## [Testo della pagina]
A seguito di tali episodi venne realizzato nel periodo 1922  ‐  1937 un intervento di sistemazione idraulico‐forestale del bacino Rotolon: costruzione della briglia Menarini e di una serie di briglie minori; difesa di sponda radente a protezione dell’abitato di Maltaure; sistemazione del bacino del Rotolon con bonifica del versante sinistro (“Buse Scure”) mediante consolidamento e regolazione della parte alta del tronco fluviale con briglie, realizzazione di muri di sostegno, cunettoni, drenaggi ed opere di protezione
sui versanti, rinsaldamento mediante graticciati, inerbimento e rimboschimento del versante sinistro dell’alto Rotolon dalla loc. Piazze verso monte ed infine la cassa di espansione a monte dell’abitato di Parlati.

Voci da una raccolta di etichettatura
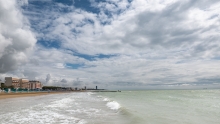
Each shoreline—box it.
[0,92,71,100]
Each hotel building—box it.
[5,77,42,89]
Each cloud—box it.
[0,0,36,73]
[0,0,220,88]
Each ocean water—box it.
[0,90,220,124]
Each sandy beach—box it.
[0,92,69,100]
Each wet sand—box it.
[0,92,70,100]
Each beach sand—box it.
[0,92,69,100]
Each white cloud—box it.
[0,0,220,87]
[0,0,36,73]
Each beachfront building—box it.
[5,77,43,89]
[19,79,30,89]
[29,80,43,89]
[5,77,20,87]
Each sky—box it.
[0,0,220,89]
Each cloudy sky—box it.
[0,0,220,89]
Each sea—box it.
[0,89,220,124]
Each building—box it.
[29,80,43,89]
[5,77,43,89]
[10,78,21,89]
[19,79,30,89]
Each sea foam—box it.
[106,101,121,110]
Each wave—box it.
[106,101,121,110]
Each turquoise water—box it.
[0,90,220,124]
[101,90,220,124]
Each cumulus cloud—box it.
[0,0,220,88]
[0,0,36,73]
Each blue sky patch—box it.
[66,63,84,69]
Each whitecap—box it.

---

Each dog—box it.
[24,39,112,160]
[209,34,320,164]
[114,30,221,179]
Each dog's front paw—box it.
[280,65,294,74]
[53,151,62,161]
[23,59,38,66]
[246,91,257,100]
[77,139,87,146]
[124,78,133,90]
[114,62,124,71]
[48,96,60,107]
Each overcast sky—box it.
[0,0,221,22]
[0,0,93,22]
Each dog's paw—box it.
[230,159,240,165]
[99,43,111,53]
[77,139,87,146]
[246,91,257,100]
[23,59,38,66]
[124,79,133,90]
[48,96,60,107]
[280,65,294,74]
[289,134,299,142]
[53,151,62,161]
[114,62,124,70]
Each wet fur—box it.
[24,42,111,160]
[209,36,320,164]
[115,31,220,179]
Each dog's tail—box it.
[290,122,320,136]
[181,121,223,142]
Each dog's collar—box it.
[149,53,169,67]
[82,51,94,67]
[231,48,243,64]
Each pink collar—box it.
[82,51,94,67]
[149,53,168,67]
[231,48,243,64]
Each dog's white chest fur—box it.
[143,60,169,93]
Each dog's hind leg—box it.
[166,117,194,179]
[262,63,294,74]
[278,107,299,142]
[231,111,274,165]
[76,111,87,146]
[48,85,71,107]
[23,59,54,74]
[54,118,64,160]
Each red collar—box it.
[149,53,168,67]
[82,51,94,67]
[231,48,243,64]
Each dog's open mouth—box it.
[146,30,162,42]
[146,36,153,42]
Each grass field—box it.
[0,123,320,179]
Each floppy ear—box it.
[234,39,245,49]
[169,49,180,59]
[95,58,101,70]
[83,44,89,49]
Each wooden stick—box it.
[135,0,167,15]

## [Consegna]
Ripeti parola per parola il passo del testo sulla sistemazione del bacino del Rotolon da "A seguito di" a "dell’abitato di Parlati.".

## [Risultato dell'esercizio]
A seguito di tali episodi venne realizzato nel periodo 1922  ‐  1937 un intervento di sistemazione idraulico‐forestale del bacino Rotolon: costruzione della briglia Menarini e di una serie di briglie minori; difesa di sponda radente a protezione dell’abitato di Maltaure; sistemazione del bacino del Rotolon con bonifica del versante sinistro (“Buse Scure”) mediante consolidamento e regolazione della parte alta del tronco fluviale con briglie, realizzazione di muri di sostegno, cunettoni, drenaggi ed opere di protezione
sui versanti, rinsaldamento mediante graticciati, inerbimento e rimboschimento del versante sinistro dell’alto Rotolon dalla loc. Piazze verso monte ed infine la cassa di espansione a monte dell’abitato di Parlati.